[Supplied records]:

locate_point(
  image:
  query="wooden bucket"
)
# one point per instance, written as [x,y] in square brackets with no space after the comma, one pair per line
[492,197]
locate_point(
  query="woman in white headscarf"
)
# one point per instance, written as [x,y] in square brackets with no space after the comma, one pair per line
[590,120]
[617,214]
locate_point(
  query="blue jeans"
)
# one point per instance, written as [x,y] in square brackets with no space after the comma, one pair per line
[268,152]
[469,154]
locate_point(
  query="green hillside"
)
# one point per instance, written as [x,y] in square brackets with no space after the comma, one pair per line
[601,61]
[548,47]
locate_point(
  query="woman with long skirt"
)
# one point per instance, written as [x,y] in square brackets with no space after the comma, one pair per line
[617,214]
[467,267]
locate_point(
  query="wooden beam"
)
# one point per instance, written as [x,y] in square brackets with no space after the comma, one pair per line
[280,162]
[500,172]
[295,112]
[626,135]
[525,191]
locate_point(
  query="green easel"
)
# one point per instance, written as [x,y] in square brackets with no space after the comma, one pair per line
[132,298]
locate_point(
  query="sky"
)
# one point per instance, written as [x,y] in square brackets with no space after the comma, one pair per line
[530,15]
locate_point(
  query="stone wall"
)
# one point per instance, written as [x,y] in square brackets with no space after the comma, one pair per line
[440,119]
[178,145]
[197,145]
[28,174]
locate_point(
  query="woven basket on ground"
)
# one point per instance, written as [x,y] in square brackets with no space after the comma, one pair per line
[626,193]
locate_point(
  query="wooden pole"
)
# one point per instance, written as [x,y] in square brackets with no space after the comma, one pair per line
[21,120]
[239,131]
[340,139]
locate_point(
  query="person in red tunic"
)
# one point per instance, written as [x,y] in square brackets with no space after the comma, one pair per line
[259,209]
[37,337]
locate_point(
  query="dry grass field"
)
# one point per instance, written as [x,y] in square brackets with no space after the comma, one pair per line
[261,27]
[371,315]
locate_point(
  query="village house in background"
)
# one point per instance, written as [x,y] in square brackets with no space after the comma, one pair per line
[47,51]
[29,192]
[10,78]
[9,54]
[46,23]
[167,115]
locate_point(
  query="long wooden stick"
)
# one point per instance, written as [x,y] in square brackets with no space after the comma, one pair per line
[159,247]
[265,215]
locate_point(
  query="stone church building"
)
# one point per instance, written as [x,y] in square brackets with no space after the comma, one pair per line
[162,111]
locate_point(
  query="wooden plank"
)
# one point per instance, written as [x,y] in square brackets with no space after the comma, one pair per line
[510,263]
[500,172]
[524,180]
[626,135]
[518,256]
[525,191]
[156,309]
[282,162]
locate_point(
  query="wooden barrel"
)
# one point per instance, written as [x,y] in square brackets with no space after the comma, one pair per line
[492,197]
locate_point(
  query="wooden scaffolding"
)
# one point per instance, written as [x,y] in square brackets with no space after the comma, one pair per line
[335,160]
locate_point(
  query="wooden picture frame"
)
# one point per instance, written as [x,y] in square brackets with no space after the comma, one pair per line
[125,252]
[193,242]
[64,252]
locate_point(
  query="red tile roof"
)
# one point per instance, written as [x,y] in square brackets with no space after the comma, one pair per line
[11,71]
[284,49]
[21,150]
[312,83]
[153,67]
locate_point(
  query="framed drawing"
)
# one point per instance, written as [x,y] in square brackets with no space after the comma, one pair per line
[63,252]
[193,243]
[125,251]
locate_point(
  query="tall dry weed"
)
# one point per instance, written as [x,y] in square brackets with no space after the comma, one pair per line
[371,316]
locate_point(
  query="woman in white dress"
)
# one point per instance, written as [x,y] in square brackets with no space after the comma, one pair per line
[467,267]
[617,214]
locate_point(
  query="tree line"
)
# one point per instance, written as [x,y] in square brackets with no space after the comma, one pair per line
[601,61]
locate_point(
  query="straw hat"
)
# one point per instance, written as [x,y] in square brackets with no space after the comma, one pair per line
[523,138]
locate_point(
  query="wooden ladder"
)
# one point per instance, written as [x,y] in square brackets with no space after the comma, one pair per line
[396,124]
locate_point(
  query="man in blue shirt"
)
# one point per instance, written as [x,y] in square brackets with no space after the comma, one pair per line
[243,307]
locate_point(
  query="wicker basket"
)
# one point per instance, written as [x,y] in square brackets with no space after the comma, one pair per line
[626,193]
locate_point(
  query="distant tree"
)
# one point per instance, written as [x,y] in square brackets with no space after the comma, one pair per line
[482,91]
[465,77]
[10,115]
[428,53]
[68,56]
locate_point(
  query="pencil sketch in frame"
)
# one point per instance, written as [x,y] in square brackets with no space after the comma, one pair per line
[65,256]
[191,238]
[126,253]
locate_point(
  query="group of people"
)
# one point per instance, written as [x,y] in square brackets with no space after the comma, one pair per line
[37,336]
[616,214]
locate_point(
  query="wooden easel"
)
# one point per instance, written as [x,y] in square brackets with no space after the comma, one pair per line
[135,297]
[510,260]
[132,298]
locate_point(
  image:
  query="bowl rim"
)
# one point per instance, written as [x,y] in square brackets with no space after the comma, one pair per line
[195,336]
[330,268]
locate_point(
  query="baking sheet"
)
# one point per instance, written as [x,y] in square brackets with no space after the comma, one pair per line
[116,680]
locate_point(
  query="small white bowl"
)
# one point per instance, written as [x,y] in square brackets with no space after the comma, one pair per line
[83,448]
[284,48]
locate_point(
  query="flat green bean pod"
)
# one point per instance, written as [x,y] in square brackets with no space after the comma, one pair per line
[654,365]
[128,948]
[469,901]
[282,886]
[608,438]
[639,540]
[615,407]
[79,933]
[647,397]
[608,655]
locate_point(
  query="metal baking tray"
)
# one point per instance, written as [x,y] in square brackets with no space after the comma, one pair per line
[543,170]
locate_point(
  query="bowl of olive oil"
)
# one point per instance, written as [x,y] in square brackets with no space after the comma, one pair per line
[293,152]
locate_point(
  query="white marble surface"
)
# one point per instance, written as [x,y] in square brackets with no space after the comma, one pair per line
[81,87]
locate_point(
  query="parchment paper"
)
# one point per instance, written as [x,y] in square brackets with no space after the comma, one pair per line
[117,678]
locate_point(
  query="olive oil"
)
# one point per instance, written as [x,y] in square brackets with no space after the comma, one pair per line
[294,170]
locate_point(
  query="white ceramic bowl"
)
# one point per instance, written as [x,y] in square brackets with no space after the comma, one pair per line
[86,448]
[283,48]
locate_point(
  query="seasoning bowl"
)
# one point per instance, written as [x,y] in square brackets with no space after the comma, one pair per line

[Task brief]:
Output the full listing. Match it exactly.

[Task solution]:
locate_point(
  image:
  query="wooden bucket"
)
# one point per instance, written as [x,y] in square brackets with no space after the comma, one pair per line
[492,197]
locate_point(
  query="woman in white headscarf"
)
# one point per instance, written as [x,y] in square brackets with no space after the comma, one pair per line
[590,120]
[617,214]
locate_point(
  query="blue jeans"
)
# one point per instance, written as [x,y] in square brackets with no space after the comma, one pair per line
[268,152]
[469,154]
locate_point(
  query="green hillside"
)
# one point per instance, written as [x,y] in square brackets with no space after the comma, one pair per line
[601,61]
[548,47]
locate_point(
  query="woman with long skirt"
)
# one point per instance, written as [x,y] in square brackets with no space after the comma, one pair per line
[617,214]
[467,267]
locate_point(
  query="wooden beam"
)
# one point per instance, written as [x,y] in square brackets with no space after the comma, one pair per line
[280,162]
[500,172]
[295,112]
[626,135]
[525,191]
locate_point(
  query="green easel"
)
# one point per instance, written as [x,y] in square brackets with no space after the comma, one pair per line
[132,298]
locate_point(
  query="sky"
)
# one point per instance, written as [x,y] in square brackets with no space after the comma, one pair per line
[530,15]
locate_point(
  query="stone wall"
)
# one point per instance, written as [x,y] in square brackets with no space after the comma, one pair per line
[440,119]
[178,145]
[197,145]
[28,174]
locate_point(
  query="woven basket on ground"
)
# one point per instance, written as [x,y] in square brackets with no space after the comma, one pair per line
[626,193]
locate_point(
  query="wooden pole"
)
# one point per instance, written as [x,y] in square brackets with no space after the comma, one pair per line
[21,120]
[239,131]
[340,139]
locate_point(
  query="person in red tunic"
)
# one point per instance, written as [x,y] in square brackets with no space after the comma, one pair per line
[259,209]
[37,337]
locate_point(
  query="dry grass field"
)
# one point per instance, written as [x,y] in square brackets with no space after the comma, one pair per line
[261,27]
[371,315]
locate_point(
  query="village house in background"
)
# one point per instance, written as [x,y] in square brackets with no space after the comma, one pair per line
[47,51]
[29,192]
[10,78]
[9,54]
[46,23]
[167,115]
locate_point(
  query="long wooden stick"
)
# one point per instance, written as [x,y] in square brackets with no space after the comma, one pair per line
[159,247]
[265,215]
locate_point(
  query="stone church building"
)
# one point per instance, written as [x,y] in square brackets with no space after the comma, one pair per line
[162,111]
locate_point(
  query="wooden plank"
)
# one point per instance, written as [x,y] in square brackets with no space after the comma, one pair per line
[510,263]
[500,172]
[524,180]
[626,135]
[518,256]
[525,191]
[156,309]
[282,162]
locate_point(
  query="wooden barrel"
)
# one point per instance, written as [x,y] in square brackets with no space after the comma, one pair per line
[492,197]
locate_point(
  query="wooden scaffolding"
)
# one point per instance, written as [x,y] in square brackets with no space after the comma, one pair per line
[335,160]
locate_point(
  query="wooden picture frame"
)
# one point per instance, written as [x,y] in square brackets with no space after the comma, one pair per line
[125,252]
[193,242]
[64,252]
locate_point(
  query="red tile roof"
)
# one point per instance, written as [x,y] in square brackets with no space after the comma, one pair per line
[11,71]
[284,49]
[21,150]
[312,83]
[153,67]
locate_point(
  query="framed drawing"
)
# one point per instance, written as [x,y] in square brackets with no space after the comma, one pair per line
[63,252]
[193,243]
[125,251]
locate_point(
  query="tall dry weed"
)
# one point per instance, written as [x,y] in square brackets with no space after the comma, one pair per line
[371,316]
locate_point(
  query="woman in white dress"
)
# one point per instance, written as [x,y] in square brackets with no space after the comma, one pair per line
[467,267]
[617,214]
locate_point(
  query="tree line"
)
# one point per instance, written as [x,y] in square brackets with no space after the comma, one pair per line
[601,61]
locate_point(
  query="straw hat"
)
# one point per instance, written as [x,y] in square brackets with no space after the comma, one pair per line
[523,138]
locate_point(
  query="wooden ladder"
)
# one point per instance, written as [x,y] in square brackets with no space after the comma, one pair per line
[396,124]
locate_point(
  query="man in blue shirt"
)
# one point per instance, written as [x,y] in square brackets with no space after the comma, one pair per line
[243,307]
locate_point(
  query="wicker basket"
)
# one point per instance, written as [x,y] in square brackets with no space after the comma, one pair per line
[626,193]
locate_point(
  query="distant tree"
)
# one point per instance, written as [x,y] in square brackets with no space after the comma, one pair per line
[482,91]
[465,77]
[10,115]
[428,53]
[68,56]
locate_point(
  query="pencil sketch in frame"
)
# one point per instance, written as [x,y] in square brackets with no space after the comma, one pair per line
[65,256]
[191,238]
[126,253]
locate_point(
  query="group of people"
)
# one point per instance, written as [x,y] in square brackets with no space after the comma, one pair per line
[37,336]
[616,214]
locate_point(
  query="wooden easel"
)
# one point per instance, written as [x,y] in square brackets with no space after the comma, one pair per line
[135,297]
[510,260]
[132,298]
locate_point(
  image:
  query="bowl rim"
)
# one point per instance, written as [x,y] in square brackets with no space after the comma, one pair per line
[195,336]
[330,268]
locate_point(
  query="baking sheet"
)
# one point per instance, written as [x,y] in square brackets with no space after the comma, one pair per line
[116,680]
locate_point(
  query="small white bowl"
)
# one point per instance, written as [x,y] in square brackets with no space after the comma, one pair per line
[83,448]
[284,48]
locate_point(
  query="flat green bean pod"
)
# one point per instance, written as [x,y] in square brackets with no space after the comma, one pair per line
[654,365]
[128,948]
[469,901]
[282,886]
[608,438]
[639,540]
[615,407]
[79,933]
[647,397]
[608,655]
locate_point(
  query="metal baking tray"
)
# one point per instance, written as [x,y] in square brackets with no space after the comma, one pair per line
[543,170]
locate_point(
  query="bowl of olive oil"
)
# one point per instance, written as [x,y] in square brackets with no space after the comma, one pair per line
[293,152]
locate_point(
  query="white marble surface"
)
# one point per instance, written as [x,y] in square brackets with no space after the comma, one pair per line
[81,87]
locate_point(
  query="parchment paper"
)
# one point per instance, written as [x,y] in square brackets with no space after the comma, one pair per line
[117,678]
locate_point(
  query="olive oil"
)
# one point per instance, written as [x,y] in square brackets with no space after the comma, one pair per line
[294,170]
locate_point(
  query="white ceramic bowl"
)
# one point per instance, written as [x,y] in square brackets with no space after the comma, one pair per line
[86,448]
[283,48]
locate_point(
  query="seasoning bowl"
)
# one point per instance, written as [x,y] in square brackets with no space after the comma, one pair per line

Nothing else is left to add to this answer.